● Partes do exercício:
**A)** Extraia do texto sobre Diógenes tudo o que vai desde "Certa vez conta-se" até "da condição humana.".
**B)** Cite todas as atitudes que, segundo o texto sobre Diógenes, ele e os cínicos da sua época empunham como se fossem uma arte marcial.
**C)** Diga se cada afirmação a seguir concorda com o texto sobre Diógenes. Responda sim ou não e cite as palavras exatas do texto que decidem. (i) Alexandre se apresentou como rei da Macedônia. (ii) Diógenes diz que morde quem lhe dá alguma coisa. (iii) O texto chama a vida de espetáculo indecente.

---- Texto de origem

Certa vez conta-se que Diógenes na presença de Alexandre, o Grande que se apresentou: - Sou o grande rei Alexandre da Macedônia. E, respondeu: - Sou Diógenes, o Cão[7]. Então o rei questionou-lhe. – O que fizeste para te chamarem de Cão? O que este respondeu: - Balanço a cauda diante daqueles que algo me dão, desato a latir atrás daqueles que nada me dão e mordo os descrentes.

Diógenes tal qual seus semelhantes contemporâneos (e não menos cínicos) empunham a impertinência, a insolência, a provocação e o impudor tão elevados como se fosse uma arte marcial.
 
Nada que lhes caia nas graças e, não esteja apto a receber uma mordida de cão serve, posto que a vida nada mais seja que um espetáculo indecente.
 
A ação violenta e espontânea marcando a oposição ao poder ou a uma decisão ou situação estabelecida por reprovação ou indignação corresponde apenas à recusa apaixonada da condição humana.
 
Gisele Leite
 
Referências
ABREU, Procópio (tradução); MARCONDES, D.(Revisão). Café Philo: as grandes indagações da filosofia (editado por) Le Nouvel Observateur. Rio de Janeiro: Jorge Zahar Ed.,1999.

--------
---- Material de apoio

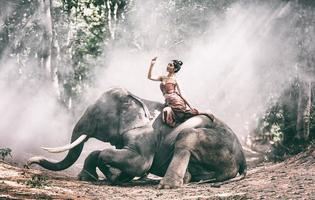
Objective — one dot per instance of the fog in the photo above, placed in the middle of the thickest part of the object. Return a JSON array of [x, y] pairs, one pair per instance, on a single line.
[[233, 65]]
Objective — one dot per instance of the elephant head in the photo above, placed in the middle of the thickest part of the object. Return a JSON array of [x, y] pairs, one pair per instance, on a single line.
[[113, 114]]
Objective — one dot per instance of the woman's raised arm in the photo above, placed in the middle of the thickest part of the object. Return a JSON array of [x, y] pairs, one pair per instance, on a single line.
[[150, 71]]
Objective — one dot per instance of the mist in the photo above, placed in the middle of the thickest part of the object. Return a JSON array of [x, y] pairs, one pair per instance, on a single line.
[[233, 64], [244, 57]]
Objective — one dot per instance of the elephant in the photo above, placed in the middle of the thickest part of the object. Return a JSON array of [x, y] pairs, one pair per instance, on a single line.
[[199, 149]]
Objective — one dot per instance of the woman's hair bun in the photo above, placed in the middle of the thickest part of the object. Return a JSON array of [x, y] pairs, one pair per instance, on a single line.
[[177, 65]]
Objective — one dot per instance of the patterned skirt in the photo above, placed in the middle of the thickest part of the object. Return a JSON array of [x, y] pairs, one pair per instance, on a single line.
[[176, 110]]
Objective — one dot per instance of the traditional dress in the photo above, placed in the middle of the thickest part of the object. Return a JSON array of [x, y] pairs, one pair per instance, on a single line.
[[176, 110]]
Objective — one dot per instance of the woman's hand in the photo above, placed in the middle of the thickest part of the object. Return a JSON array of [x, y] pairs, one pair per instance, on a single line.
[[153, 60]]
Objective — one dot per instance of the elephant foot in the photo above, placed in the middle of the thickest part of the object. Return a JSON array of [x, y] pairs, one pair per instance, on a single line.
[[170, 183], [85, 175]]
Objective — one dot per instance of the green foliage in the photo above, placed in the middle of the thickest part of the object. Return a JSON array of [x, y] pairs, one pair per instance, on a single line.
[[4, 152], [278, 125], [37, 181]]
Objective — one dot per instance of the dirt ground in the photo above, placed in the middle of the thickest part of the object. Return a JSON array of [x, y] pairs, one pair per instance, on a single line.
[[291, 179]]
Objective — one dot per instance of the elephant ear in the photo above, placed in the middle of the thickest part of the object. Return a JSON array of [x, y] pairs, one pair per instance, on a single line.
[[133, 114]]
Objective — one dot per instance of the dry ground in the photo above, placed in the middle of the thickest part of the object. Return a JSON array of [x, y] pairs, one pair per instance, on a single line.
[[291, 179]]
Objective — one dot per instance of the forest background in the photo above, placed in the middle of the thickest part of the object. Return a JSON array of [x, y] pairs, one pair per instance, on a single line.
[[251, 63]]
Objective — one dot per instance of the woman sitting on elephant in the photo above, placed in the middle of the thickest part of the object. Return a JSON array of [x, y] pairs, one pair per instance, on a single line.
[[177, 109]]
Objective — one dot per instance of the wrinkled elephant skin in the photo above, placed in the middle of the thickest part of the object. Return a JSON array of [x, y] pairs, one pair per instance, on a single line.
[[198, 149]]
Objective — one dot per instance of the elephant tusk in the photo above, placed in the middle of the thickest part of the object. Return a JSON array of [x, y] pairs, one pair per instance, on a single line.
[[66, 147]]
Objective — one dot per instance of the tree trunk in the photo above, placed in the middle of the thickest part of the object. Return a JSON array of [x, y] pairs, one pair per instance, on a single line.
[[304, 111], [49, 51]]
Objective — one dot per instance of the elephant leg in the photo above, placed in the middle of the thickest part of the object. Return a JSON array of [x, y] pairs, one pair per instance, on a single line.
[[113, 175], [88, 173], [130, 164], [175, 174]]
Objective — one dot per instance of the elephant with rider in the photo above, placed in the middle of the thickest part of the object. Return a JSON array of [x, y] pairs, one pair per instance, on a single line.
[[201, 148]]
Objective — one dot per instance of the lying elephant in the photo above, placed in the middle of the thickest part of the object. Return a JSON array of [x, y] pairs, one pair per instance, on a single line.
[[198, 149]]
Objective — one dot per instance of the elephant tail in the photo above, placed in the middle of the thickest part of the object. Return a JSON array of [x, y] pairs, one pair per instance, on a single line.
[[69, 160]]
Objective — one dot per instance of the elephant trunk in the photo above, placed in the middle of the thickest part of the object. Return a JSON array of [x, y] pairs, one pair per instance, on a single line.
[[69, 160]]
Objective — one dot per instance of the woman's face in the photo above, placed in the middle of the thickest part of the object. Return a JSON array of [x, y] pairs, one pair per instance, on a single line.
[[170, 68]]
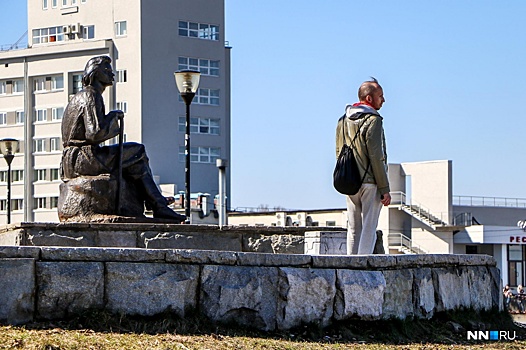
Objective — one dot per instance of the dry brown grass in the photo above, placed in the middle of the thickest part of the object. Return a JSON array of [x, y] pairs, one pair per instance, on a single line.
[[98, 330]]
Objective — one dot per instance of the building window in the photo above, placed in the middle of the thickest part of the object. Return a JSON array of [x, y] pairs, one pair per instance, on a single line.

--------

● Lista de respostas:
**A)**
Certa vez conta-se que Diógenes na presença de Alexandre, o Grande que se apresentou: - Sou o grande rei Alexandre da Macedônia. E, respondeu: - Sou Diógenes, o Cão[7]. Então o rei questionou-lhe. – O que fizeste para te chamarem de Cão? O que este respondeu: - Balanço a cauda diante daqueles que algo me dão, desato a latir atrás daqueles que nada me dão e mordo os descrentes.

Diógenes tal qual seus semelhantes contemporâneos (e não menos cínicos) empunham a impertinência, a insolência, a provocação e o impudor tão elevados como se fosse uma arte marcial.
 
Nada que lhes caia nas graças e, não esteja apto a receber uma mordida de cão serve, posto que a vida nada mais seja que um espetáculo indecente.
 
A ação violenta e espontânea marcando a oposição ao poder ou a uma decisão ou situação estabelecida por reprovação ou indignação corresponde apenas à recusa apaixonada da condição humana.

**B)** a impertinência, a insolência, a provocação e o impudor

**C)**
(i) Sim: "Sou o grande rei Alexandre da Macedônia."
(ii) Não: "Balanço a cauda diante daqueles que algo me dão"
(iii) Sim: "a vida nada mais seja que um espetáculo indecente"